-------- Selected text

Jeffrey A. Schwab, Esq.
On June 12, 2017 in Sandoz v. Amgen the Supreme Court decided two issues concerning the Biologics Price Competition And Innovation Act of 2009 (BPCIA). It is now clear that the 180 day notice required before the date of first commercial marketing of a biologically equivalent drug can be given prior to FDA approval. The Court also decided that an injunction under federal law predicated upon the failure of the biosimilar applicant to adopt the “patent dance” procedures is not available, but left open the possibility that a state law unfair competition action could be.
BPCIA provides a pathway for an applicant seeking FDA approval of a biosimilar to rely upon the data of an already approved biologic. It created a multiple stage approach which permits patent challenges during the FDA approval process between the applicant and the prior registrant. This has been referred to as the “patent dance.”
Because the act of applying for FDA approval is not an act of patent infringement, the law established an “artificial” act of infringement permitting early patent challenges.

----------------

> [Work task]: Carry on the article on Sandoz v. Amgen and the BPCIA, picking up after its last sentence. The data that comes next is separate material, unrelated to the article on Sandoz v. Amgen.

-------- Material shown

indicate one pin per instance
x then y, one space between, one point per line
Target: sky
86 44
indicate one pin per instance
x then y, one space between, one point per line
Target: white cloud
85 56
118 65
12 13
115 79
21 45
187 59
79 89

----------------

> [Answer to this task]:
Under BPCIA, the applicant seeking FDA approval must notify the owner of the registered drug about the application and provide manufacturing information within twenty days after the FDA advises the applicant that it has accepted the application for review. This triggers an exchange of information designed to create a list of relevant patents and legal positions. It is a two-phased process. In the first phase the parties collaborate to identify patents for immediate litigation. The second phase begins when the 180 day notice of intention to commercialize is given.
Failure to comply with the procedural requirements under the first phase permits the approved drug owner to seek a declaration of infringement, invalidity or enforceability of any patent that claims the biological product or use of the biological product. The penalty for the applicant is that it is foreclosed from initiating legal action.
Sandoz sought FDA approval to market a biosimilar of Amgen’s Neupogen. Sandoz properly notified Amgen that it had submitted an application and also provided the notice that Sandoz intended to market its product immediately after receiving FDA approval. However, rather than initiate an information exchange, Amgen advised that it did not intend to provide the manufacturing and other information. Amgen sued Sandoz for patent infringement. In addition, the lawsuit alleged that the failure to provide the information was an act of unfair competition under California State law and the notice of intent to commercialize was ineffective because the 180 day market notice could only be given after FDA approval.
While the case was pending, the FDA approved the Sandoz product and Sandoz provided Amgen with a second 180 day notice.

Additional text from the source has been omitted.